-- SOURCE RECORDS follows --

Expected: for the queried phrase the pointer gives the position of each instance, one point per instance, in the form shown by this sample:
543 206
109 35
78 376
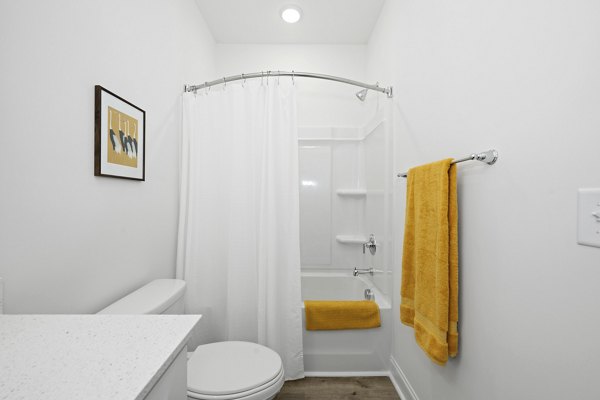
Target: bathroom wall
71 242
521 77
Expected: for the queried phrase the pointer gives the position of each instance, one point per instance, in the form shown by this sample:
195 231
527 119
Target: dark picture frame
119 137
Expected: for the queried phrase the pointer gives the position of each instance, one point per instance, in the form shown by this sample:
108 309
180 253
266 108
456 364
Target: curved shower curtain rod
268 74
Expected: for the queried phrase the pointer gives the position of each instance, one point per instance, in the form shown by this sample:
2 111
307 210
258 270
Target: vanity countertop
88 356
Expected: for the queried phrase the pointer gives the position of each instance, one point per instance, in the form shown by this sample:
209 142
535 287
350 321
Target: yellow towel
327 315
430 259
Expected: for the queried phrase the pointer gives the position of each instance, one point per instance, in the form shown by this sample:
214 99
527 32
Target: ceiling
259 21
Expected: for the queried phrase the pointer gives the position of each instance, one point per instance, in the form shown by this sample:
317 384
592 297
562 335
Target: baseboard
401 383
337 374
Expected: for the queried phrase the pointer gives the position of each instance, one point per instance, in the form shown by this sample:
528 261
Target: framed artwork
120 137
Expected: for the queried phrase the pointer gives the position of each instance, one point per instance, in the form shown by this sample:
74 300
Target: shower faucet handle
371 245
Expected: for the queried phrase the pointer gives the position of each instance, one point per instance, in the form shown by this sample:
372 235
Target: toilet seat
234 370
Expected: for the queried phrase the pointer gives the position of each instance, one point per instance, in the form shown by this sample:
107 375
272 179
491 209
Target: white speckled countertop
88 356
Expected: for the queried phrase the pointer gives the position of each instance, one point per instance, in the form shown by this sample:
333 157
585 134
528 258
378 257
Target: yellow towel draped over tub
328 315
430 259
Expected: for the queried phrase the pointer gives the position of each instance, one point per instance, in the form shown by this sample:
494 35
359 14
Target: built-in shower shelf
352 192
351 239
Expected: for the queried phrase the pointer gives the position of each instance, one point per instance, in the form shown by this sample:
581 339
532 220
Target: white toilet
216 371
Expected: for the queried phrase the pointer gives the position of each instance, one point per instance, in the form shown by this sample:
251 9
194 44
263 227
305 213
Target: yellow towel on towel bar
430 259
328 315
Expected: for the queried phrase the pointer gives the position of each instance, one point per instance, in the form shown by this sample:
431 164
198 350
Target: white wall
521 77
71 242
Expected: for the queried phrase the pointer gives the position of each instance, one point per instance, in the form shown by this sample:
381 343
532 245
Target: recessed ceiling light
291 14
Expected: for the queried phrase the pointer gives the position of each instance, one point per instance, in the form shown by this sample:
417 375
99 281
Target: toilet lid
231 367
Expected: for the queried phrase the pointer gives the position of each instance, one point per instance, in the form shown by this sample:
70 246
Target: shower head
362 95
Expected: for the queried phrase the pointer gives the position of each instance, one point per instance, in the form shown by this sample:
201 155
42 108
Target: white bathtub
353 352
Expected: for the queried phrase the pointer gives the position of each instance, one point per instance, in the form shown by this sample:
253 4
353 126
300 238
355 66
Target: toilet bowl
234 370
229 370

-- SOURCE RECORDS concluded --
-- SOURCE RECORDS follows --

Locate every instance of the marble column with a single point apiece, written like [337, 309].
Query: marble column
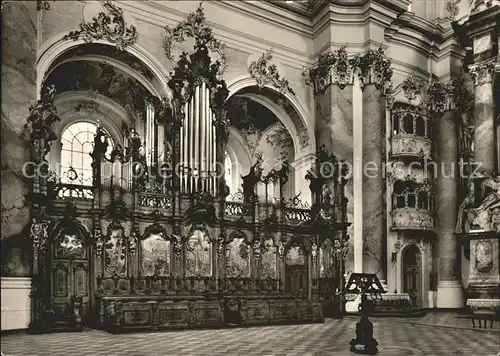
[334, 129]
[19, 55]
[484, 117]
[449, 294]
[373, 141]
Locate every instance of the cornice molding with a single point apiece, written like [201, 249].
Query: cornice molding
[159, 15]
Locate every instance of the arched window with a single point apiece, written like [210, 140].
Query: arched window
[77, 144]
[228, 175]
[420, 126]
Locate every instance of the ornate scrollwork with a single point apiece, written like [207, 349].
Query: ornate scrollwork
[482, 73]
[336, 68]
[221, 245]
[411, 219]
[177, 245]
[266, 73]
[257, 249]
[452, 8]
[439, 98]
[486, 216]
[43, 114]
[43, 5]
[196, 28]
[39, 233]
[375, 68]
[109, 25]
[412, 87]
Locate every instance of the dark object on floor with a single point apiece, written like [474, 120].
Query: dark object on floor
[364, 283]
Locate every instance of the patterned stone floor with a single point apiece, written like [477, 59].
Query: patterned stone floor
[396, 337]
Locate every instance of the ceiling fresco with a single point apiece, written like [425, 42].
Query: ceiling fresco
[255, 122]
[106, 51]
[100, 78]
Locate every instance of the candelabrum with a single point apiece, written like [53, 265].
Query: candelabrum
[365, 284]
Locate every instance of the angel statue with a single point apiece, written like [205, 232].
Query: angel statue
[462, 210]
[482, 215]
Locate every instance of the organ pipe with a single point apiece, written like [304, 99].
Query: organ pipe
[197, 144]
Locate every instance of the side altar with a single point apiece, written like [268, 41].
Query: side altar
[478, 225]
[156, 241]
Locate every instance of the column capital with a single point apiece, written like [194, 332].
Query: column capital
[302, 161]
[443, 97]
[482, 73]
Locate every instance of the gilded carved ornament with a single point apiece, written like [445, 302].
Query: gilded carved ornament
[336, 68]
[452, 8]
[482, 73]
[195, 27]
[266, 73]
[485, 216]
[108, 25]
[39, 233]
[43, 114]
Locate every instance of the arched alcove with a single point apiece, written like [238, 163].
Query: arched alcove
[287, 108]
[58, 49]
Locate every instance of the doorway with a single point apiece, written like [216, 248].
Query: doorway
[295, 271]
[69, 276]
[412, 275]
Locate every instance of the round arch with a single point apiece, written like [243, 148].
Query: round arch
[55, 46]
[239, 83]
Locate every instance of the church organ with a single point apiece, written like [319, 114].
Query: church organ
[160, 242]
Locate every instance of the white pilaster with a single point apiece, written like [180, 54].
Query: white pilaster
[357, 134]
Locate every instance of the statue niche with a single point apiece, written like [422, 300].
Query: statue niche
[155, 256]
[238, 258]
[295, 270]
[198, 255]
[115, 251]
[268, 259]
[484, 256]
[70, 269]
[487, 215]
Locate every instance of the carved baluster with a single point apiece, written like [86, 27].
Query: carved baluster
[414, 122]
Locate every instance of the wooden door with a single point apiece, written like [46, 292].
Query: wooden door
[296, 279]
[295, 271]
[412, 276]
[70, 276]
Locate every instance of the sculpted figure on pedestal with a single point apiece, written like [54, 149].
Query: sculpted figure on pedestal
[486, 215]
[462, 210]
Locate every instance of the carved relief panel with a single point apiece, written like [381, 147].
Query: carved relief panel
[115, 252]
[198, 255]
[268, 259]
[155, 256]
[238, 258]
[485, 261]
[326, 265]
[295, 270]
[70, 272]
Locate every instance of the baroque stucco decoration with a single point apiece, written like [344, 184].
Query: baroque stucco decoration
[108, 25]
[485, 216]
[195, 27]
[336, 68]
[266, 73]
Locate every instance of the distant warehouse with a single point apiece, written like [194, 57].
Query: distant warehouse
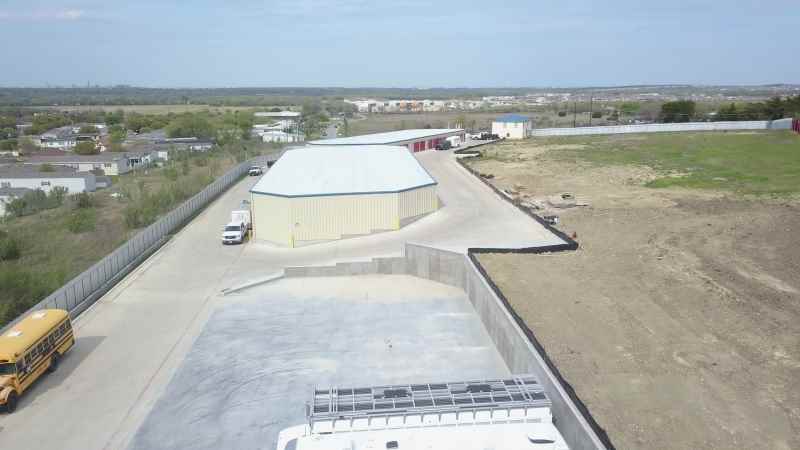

-- SOURCE RECORDS concluded --

:: YOUR ASSIGNMENT ::
Count up the lines in the listing that hold the word "warehouse", and give that number only.

:: ANSWER FOR THIS EXERCISE ::
2